──────── EXTRACT
# Triniterian salvation plan - Ephesians 1:3-14



## Mayflower (May 15, 2008)

Dear brothers, 

Iam thinking and studying these last days about the Triniterian salvation plan, which hath been made between Father, the Son and the Holy Spirit from eternity. Others also called this the covenant of redemption. 

Do you think that Ephesians 1:3-14, gives us a good example of the covenant of redemption, because we read there, how every person of the Godhead fulfills their work, see: 

3Blessed be the God and *Father* of our Lord Jesus Christ, who hath blessed us with all spiritual blessings in heavenly places in Christ: 
4 According as he hath *chosen us *in him before the foundation of the world, that we should be holy and without blame before him in love: 
5 Having predestinated us unto the adoption of children by Jesus Christ to himself, according to the good pleasure of his will, 
6 To the praise of the glory of his grace, wherein he hath made us accepted in the beloved. 
7 *In whom *we have *redemption *through his blood, the forgiveness of sins, according to the riches of his grace; 
8 Wherein he hath abounded toward us in all wisdom and prudence; 
9 Having made known unto us the mystery of his will, according to his good pleasure which he hath purposed in himself: 
10 That in the dispensation of the fulness of times he might gather together in one all things in Christ, both which are in heaven, and which are on earth; even in him: 
11 In whom also we have obtained an inheritance, being predestinated according to the purpose of him who worketh all things after the counsel of his own will: 
12 That we should be to the praise of his glory, who first trusted in Christ.
────────────────
──────── COLLECTED MATERIAL
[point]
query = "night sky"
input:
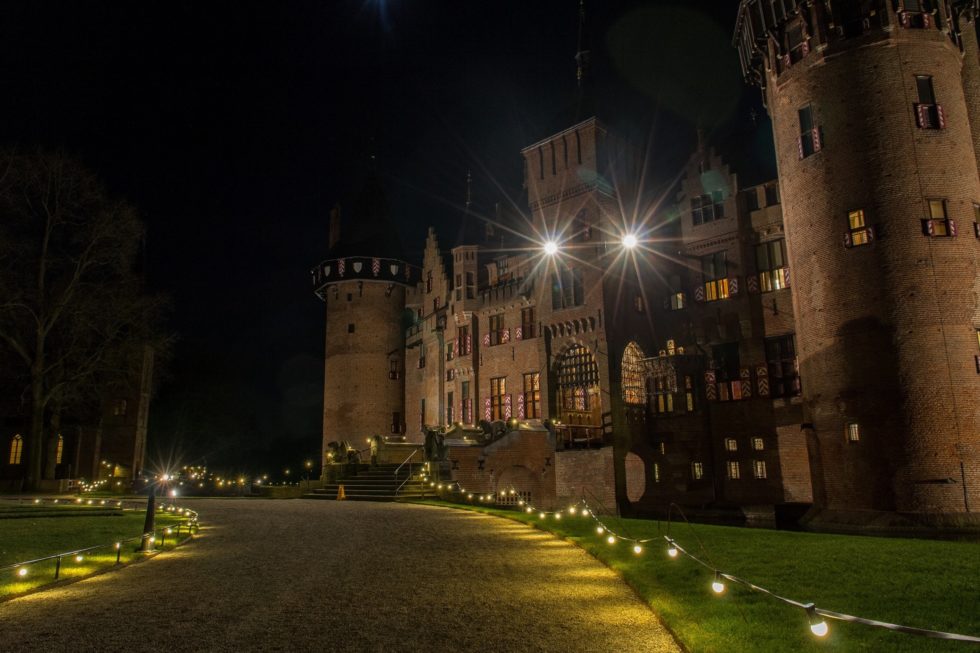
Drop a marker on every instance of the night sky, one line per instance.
────────────────
▶ INSTRUCTION A
Return the stretch of the forum post from "Do you think" through "in the beloved.", reproduced word for word.
▶ INSTRUCTION B
Name every person of the Godhead whom the forum post, in its opening paragraph, lists as a party to the salvation plan made from eternity.

▶ EXERCISE RESPONSE A
Do you think that Ephesians 1:3-14, gives us a good example of the covenant of redemption, because we read there, how every person of the Godhead fulfills their work, see: 

3Blessed be the God and *Father* of our Lord Jesus Christ, who hath blessed us with all spiritual blessings in heavenly places in Christ: 
4 According as he hath *chosen us *in him before the foundation of the world, that we should be holy and without blame before him in love: 
5 Having predestinated us unto the adoption of children by Jesus Christ to himself, according to the good pleasure of his will, 
6 To the praise of the glory of his grace, wherein he hath made us accepted in the beloved.

▶ EXERCISE RESPONSE B
- Father
- the Son
- the Holy Spirit